-- BEGIN Dataset rows --

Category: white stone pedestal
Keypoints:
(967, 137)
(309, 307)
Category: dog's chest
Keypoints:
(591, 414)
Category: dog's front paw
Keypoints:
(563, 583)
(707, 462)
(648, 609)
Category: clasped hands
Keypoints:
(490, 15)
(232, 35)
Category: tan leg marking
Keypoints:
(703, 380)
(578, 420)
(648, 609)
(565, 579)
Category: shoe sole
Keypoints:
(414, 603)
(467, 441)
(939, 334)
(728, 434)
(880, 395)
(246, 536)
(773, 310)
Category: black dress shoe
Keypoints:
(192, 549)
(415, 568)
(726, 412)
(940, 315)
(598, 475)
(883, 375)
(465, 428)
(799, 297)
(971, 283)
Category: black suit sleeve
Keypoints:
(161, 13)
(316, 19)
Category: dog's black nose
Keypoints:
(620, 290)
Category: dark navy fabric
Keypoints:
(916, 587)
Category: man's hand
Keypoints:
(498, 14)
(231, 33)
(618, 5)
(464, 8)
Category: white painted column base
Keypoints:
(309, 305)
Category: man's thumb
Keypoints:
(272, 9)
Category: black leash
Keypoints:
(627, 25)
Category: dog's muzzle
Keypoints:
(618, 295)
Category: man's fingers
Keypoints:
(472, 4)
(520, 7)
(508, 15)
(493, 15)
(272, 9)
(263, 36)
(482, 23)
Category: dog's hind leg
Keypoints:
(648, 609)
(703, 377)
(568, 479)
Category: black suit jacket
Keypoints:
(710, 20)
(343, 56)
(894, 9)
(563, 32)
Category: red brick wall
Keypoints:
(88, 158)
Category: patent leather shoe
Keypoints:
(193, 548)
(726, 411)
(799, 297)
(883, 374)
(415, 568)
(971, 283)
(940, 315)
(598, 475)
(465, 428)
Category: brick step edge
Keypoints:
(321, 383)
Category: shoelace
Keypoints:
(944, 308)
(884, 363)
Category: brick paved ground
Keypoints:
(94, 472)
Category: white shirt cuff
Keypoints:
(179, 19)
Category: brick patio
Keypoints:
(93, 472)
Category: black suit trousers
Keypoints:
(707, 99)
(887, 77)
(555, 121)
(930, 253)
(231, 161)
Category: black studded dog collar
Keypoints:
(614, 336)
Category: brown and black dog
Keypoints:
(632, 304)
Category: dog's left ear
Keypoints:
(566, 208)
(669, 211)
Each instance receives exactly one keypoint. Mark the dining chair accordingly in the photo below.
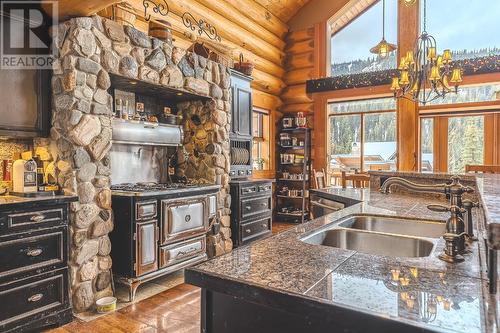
(359, 180)
(476, 168)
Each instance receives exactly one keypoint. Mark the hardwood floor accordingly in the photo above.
(282, 226)
(176, 310)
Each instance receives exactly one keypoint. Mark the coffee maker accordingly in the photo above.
(24, 177)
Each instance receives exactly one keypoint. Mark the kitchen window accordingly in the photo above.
(261, 139)
(362, 135)
(361, 22)
(450, 142)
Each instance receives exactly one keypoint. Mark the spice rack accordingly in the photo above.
(294, 168)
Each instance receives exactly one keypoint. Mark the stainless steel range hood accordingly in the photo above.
(145, 133)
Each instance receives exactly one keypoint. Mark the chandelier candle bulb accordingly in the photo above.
(446, 56)
(434, 74)
(410, 60)
(395, 84)
(456, 76)
(439, 62)
(404, 78)
(402, 64)
(432, 53)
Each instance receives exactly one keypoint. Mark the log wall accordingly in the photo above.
(299, 67)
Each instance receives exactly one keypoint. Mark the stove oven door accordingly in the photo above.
(146, 247)
(182, 219)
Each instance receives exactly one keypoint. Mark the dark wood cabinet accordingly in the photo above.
(251, 210)
(34, 249)
(25, 96)
(241, 126)
(241, 119)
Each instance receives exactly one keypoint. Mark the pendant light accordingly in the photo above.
(383, 48)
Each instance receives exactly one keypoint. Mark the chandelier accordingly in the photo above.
(424, 75)
(383, 48)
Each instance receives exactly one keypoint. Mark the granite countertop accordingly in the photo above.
(10, 201)
(420, 292)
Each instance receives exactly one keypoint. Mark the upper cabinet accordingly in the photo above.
(241, 120)
(25, 98)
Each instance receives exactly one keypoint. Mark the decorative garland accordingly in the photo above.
(157, 8)
(481, 65)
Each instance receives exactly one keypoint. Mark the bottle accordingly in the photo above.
(39, 173)
(118, 108)
(125, 110)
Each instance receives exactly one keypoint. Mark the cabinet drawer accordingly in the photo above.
(175, 253)
(146, 210)
(254, 229)
(32, 297)
(250, 207)
(32, 219)
(247, 190)
(265, 188)
(32, 251)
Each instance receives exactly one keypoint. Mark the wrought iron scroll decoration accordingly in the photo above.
(159, 8)
(201, 26)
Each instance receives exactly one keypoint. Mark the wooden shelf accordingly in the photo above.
(292, 180)
(293, 129)
(292, 147)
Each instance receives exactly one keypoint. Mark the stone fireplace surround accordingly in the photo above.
(89, 49)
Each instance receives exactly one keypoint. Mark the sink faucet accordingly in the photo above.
(458, 225)
(453, 191)
(454, 235)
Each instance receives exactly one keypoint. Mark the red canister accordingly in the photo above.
(7, 170)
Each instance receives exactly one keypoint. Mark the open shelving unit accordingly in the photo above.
(298, 206)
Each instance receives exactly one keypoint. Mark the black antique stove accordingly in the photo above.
(159, 228)
(149, 188)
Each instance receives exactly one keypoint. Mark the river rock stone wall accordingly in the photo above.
(89, 49)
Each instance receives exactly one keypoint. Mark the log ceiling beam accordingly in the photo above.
(226, 28)
(75, 8)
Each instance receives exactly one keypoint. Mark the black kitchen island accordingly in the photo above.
(282, 284)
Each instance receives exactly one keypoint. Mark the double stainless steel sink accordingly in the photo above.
(379, 235)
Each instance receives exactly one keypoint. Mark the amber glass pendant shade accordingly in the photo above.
(383, 48)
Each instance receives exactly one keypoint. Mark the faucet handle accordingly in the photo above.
(468, 204)
(444, 209)
(438, 208)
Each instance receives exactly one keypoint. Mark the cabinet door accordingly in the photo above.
(244, 112)
(234, 110)
(146, 247)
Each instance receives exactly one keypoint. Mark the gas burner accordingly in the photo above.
(148, 187)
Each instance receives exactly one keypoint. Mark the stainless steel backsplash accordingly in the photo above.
(137, 163)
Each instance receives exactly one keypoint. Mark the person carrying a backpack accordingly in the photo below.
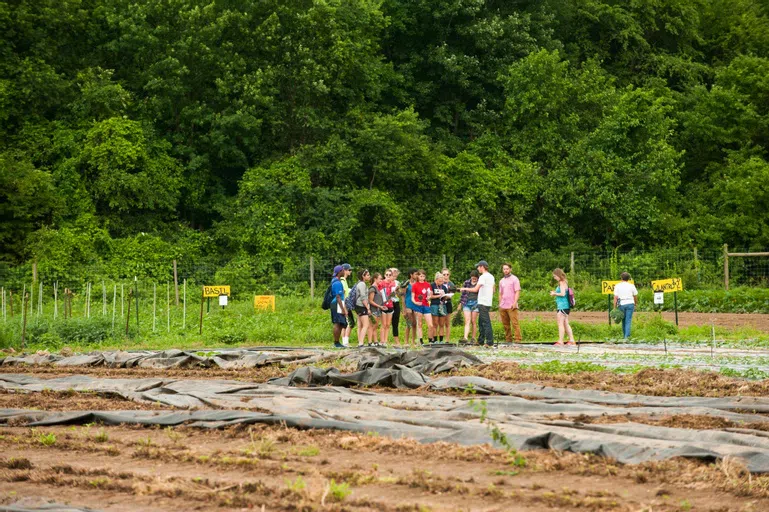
(563, 303)
(338, 309)
(359, 295)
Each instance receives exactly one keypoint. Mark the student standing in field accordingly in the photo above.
(562, 306)
(437, 307)
(485, 289)
(450, 288)
(420, 296)
(387, 291)
(468, 303)
(396, 307)
(362, 307)
(509, 291)
(408, 311)
(338, 309)
(350, 317)
(626, 298)
(377, 306)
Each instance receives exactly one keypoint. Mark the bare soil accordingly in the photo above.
(650, 381)
(730, 320)
(124, 468)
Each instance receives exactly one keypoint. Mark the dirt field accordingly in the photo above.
(731, 320)
(271, 468)
(274, 468)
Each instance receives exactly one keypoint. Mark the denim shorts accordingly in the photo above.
(439, 310)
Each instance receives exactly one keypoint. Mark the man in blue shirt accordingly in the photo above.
(338, 309)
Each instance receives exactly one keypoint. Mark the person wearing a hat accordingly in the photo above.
(485, 289)
(338, 309)
(350, 317)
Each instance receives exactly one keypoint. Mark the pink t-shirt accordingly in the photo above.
(420, 289)
(507, 287)
(389, 289)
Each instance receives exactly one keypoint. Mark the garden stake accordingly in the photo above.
(136, 295)
(154, 303)
(24, 302)
(202, 300)
(128, 316)
(168, 307)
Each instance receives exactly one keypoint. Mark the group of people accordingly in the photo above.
(380, 302)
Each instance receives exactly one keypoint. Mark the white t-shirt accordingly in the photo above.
(625, 292)
(486, 292)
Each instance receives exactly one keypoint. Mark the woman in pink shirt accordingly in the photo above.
(509, 291)
(387, 291)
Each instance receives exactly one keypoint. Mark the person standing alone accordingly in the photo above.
(626, 299)
(485, 289)
(509, 291)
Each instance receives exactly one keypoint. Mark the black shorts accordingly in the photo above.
(338, 318)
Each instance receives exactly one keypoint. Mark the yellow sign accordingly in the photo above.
(215, 291)
(668, 285)
(607, 287)
(264, 302)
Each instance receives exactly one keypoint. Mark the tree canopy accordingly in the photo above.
(268, 130)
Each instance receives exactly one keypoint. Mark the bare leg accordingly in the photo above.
(468, 323)
(362, 329)
(561, 320)
(418, 320)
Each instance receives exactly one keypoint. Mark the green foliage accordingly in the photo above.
(247, 137)
(339, 491)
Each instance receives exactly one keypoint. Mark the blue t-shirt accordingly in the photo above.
(561, 302)
(337, 288)
(409, 301)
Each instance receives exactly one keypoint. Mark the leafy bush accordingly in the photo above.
(84, 330)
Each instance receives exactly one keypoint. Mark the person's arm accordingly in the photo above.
(366, 302)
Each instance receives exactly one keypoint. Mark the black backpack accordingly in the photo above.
(328, 297)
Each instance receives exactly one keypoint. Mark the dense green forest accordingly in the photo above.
(266, 131)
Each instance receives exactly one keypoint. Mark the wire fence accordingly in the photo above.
(311, 274)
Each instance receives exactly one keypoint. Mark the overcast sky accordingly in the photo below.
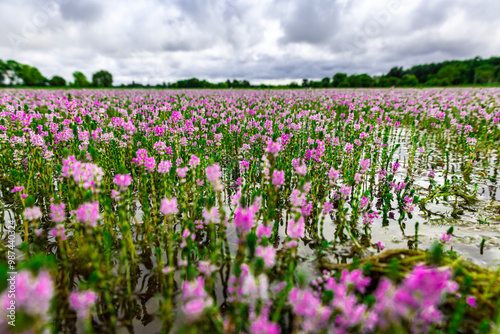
(272, 41)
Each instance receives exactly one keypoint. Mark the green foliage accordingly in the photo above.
(31, 76)
(338, 79)
(80, 80)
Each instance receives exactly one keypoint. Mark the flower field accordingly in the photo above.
(229, 211)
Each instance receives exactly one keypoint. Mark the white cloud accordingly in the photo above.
(265, 41)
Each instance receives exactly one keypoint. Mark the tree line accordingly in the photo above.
(476, 71)
(13, 73)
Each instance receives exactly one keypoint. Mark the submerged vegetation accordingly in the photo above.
(319, 211)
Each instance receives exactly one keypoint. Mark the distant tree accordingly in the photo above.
(366, 81)
(57, 81)
(344, 83)
(409, 80)
(13, 68)
(325, 82)
(484, 74)
(3, 70)
(338, 78)
(80, 80)
(452, 74)
(102, 79)
(31, 76)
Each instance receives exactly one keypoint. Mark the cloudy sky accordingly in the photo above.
(272, 41)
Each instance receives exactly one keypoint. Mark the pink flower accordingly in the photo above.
(194, 161)
(471, 300)
(301, 169)
(150, 164)
(88, 213)
(169, 206)
(345, 191)
(273, 147)
(213, 172)
(33, 213)
(243, 219)
(211, 216)
(123, 181)
(268, 254)
(278, 178)
(181, 172)
(327, 208)
(164, 167)
(296, 228)
(263, 231)
(15, 189)
(57, 213)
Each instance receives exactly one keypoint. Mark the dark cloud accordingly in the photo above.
(81, 10)
(167, 40)
(312, 22)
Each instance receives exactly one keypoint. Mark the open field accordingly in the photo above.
(315, 211)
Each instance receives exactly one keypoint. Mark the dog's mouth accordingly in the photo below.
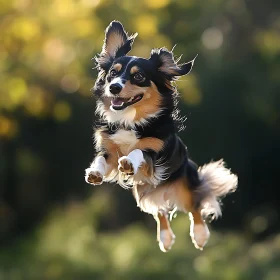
(120, 103)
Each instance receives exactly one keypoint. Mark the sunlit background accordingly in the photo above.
(53, 225)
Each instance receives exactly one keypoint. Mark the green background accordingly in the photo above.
(55, 226)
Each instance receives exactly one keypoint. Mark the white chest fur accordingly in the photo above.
(125, 139)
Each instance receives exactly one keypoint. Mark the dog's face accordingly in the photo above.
(132, 89)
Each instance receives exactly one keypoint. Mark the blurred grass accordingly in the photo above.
(68, 246)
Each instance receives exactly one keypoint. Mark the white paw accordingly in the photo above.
(126, 166)
(93, 177)
(166, 241)
(200, 235)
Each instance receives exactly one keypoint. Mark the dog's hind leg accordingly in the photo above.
(199, 231)
(165, 235)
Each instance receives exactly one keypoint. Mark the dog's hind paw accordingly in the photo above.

-- END Dataset rows --

Please quote nothing but the lines from the line with "Each instance receives exactly one keypoint. Mark the sunlit" through the end of the data above, exactly as written, ends included.

Each instance receives exactly one keypoint. Mark the sunlit background accordingly in the photo above.
(53, 225)
Each instance receives exactly one keypoint. Mark the green background accordingly in the photo above.
(55, 226)
Each instance receives exactly one keypoint. Mark the white chest fur accordingly in the photo above.
(125, 139)
Each instance receives exactly one keypoint. Mark the dog's face accordingly in the photo above.
(132, 89)
Each instance receives exactly one keypoint. Mark the blurred grass accordingly in the photo above.
(68, 246)
Each instance receives exactly one keypoint. Mark the white paw accordingly in the photo above.
(126, 166)
(93, 177)
(166, 241)
(200, 235)
Each instance receives exactly one keypoint. Mark the dog's hind leg accordingly in the photo above.
(199, 231)
(165, 235)
Each instance receives exactly one keypoint. Mark the dog's hind paw accordingly in the photo above.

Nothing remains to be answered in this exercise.